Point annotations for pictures
• • •
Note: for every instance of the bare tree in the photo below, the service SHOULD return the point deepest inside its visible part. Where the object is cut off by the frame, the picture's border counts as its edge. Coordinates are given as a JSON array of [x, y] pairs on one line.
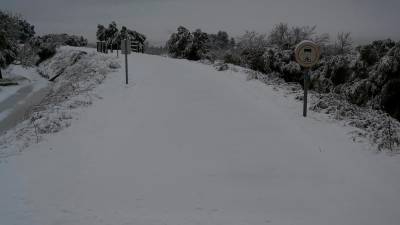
[[344, 42]]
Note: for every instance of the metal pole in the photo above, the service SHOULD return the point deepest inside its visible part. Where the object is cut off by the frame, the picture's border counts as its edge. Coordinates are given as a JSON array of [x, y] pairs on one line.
[[126, 61], [305, 98]]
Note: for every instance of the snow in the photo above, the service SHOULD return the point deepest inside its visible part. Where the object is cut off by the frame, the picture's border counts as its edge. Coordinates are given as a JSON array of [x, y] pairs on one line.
[[11, 97], [185, 144], [24, 77]]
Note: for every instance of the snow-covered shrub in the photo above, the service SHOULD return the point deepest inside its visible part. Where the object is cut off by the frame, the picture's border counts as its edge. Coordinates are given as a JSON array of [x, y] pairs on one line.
[[197, 48], [232, 57], [253, 58], [337, 69], [390, 98], [64, 39], [178, 42]]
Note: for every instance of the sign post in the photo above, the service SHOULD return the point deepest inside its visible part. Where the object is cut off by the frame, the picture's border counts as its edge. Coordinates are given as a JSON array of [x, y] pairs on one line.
[[307, 55], [126, 49]]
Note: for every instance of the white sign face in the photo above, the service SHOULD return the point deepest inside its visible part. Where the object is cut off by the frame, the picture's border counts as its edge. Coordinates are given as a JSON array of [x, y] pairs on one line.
[[126, 49], [307, 53]]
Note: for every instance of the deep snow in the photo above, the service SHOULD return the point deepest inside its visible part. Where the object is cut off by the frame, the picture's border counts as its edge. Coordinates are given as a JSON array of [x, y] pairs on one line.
[[14, 100], [185, 144]]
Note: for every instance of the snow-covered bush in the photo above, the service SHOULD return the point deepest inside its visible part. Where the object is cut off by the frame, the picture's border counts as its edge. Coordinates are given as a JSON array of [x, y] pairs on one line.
[[197, 48], [178, 42]]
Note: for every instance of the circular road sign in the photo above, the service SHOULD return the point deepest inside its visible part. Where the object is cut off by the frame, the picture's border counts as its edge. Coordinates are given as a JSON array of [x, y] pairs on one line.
[[307, 53]]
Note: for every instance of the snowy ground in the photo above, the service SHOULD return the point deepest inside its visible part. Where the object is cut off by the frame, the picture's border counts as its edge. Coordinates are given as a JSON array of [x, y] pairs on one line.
[[185, 144], [14, 99]]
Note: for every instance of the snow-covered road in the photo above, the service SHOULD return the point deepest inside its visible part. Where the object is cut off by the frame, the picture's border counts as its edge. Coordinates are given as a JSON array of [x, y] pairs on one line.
[[186, 145]]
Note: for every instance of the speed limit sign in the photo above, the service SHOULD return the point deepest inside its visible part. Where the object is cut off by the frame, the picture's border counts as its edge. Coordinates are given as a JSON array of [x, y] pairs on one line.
[[307, 53]]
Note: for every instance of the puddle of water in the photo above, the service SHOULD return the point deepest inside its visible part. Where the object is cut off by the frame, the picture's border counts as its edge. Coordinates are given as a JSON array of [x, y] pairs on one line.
[[15, 107]]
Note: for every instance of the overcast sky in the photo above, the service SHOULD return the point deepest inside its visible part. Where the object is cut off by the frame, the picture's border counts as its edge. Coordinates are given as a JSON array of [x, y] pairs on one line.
[[157, 19]]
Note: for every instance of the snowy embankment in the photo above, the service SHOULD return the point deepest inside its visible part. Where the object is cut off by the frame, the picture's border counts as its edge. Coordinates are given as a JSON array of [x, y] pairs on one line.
[[14, 99], [377, 128], [78, 71], [185, 144]]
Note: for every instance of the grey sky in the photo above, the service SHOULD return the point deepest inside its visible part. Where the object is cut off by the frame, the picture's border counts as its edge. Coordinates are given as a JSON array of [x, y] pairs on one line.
[[366, 19]]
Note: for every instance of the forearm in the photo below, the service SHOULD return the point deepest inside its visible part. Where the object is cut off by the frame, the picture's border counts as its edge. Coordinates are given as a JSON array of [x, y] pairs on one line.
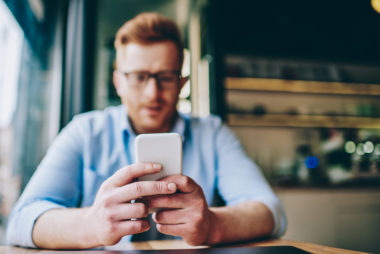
[[241, 222], [64, 229]]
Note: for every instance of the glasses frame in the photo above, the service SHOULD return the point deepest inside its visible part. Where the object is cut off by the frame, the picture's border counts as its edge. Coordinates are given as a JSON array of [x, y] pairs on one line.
[[152, 75]]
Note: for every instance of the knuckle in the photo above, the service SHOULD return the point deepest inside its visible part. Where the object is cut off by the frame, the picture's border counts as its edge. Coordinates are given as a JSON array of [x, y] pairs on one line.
[[108, 215], [159, 187], [138, 226], [142, 209], [138, 187], [128, 171]]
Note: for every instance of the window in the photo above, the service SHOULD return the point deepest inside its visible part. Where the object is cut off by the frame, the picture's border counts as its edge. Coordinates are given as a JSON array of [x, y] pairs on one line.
[[30, 91]]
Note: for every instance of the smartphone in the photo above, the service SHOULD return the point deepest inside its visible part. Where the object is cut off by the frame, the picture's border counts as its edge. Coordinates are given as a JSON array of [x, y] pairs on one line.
[[163, 148]]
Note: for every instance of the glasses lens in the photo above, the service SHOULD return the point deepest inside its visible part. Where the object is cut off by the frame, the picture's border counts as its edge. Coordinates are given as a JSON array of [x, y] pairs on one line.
[[168, 80], [137, 78]]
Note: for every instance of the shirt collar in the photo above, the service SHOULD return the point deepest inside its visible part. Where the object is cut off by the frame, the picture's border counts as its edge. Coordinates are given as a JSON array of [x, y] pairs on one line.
[[125, 124]]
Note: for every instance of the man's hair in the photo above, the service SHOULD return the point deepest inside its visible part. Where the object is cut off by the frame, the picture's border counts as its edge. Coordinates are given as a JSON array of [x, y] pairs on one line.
[[149, 27]]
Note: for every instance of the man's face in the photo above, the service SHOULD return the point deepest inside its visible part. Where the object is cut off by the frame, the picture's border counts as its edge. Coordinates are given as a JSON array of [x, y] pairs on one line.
[[151, 105]]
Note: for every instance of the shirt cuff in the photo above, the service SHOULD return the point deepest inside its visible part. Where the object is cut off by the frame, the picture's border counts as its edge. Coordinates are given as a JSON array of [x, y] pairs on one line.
[[21, 223], [278, 214]]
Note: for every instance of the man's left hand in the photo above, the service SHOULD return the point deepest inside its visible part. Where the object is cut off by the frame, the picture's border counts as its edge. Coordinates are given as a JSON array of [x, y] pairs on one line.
[[185, 213]]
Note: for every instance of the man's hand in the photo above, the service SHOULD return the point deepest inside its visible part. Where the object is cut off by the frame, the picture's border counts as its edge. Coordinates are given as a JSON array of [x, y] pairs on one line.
[[111, 217], [185, 214]]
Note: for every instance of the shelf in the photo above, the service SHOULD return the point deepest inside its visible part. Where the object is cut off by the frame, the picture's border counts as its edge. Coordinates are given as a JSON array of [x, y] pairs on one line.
[[300, 86], [271, 120]]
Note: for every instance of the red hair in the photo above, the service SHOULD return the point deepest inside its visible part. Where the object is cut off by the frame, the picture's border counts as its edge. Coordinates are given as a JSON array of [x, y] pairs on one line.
[[149, 27]]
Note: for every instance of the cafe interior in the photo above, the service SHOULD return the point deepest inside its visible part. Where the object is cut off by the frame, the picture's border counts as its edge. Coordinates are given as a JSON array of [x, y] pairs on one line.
[[297, 81]]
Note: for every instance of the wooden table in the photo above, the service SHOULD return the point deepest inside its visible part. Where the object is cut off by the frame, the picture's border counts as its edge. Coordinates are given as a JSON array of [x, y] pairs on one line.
[[178, 244]]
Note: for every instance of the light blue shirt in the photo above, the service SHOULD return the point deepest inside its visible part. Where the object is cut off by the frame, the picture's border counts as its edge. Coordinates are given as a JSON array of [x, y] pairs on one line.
[[96, 144]]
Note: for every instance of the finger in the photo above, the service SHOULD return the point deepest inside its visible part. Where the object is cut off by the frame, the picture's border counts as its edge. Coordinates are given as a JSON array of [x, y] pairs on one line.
[[137, 190], [126, 211], [176, 230], [132, 227], [184, 183], [171, 217], [125, 175], [178, 200]]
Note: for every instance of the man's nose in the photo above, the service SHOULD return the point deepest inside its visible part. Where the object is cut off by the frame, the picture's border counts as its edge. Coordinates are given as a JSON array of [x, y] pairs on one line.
[[152, 88]]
• • •
*Your goal*:
Rename "overcast sky" to "cloudy sky" in the part of the material that opens with the line containing "Note: for every instance of the speed" and closes with the line containing "[[366, 19]]". Give only those lines again, with nothing else changed.

*Task response*:
Note: for every instance of the speed limit sign in the photo above, the service SHOULD return the point deepest inside its visible part. Where the object is cut off by the frame, the picture's border counts as its edge. Coordinates are given as a JSON array of [x, y] pairs on one line.
[[307, 53]]
Note: for every instance of the puddle of water in the photo above, the service SHOULD return the point deepest inside its visible part. Where the object is cut off by the frame, the picture's border counts as its edge. Coordinates are given as a JSON array of [x, y] pairs on one line.
[[15, 107]]
Note: for every instance of the cloudy sky in the photo above, the service SHOULD return the point deepest inside its visible part. Where the object is cut off by the frame, the picture's border counts as its edge. Coordinates are given as a JSON array of [x, y] pairs on one line.
[[157, 19]]
Note: for every instance of the snowy embankment in the photo above, the service SHOULD return the point deepest inside its visible part. Where the object is cut off by the frame, the picture's border counts as its edge. Coordinates are given as a JSON array of [x, y] pairs on one line.
[[14, 99], [377, 128], [78, 71], [185, 144]]
Note: for every instance of the grey sky in the photo above, the service SHOULD return the point deepest inside its visible part. Where the object is cut off by the frame, the picture's border counts as its edge. Coordinates are given as a JSON array of [x, y] pairs on one line.
[[366, 19]]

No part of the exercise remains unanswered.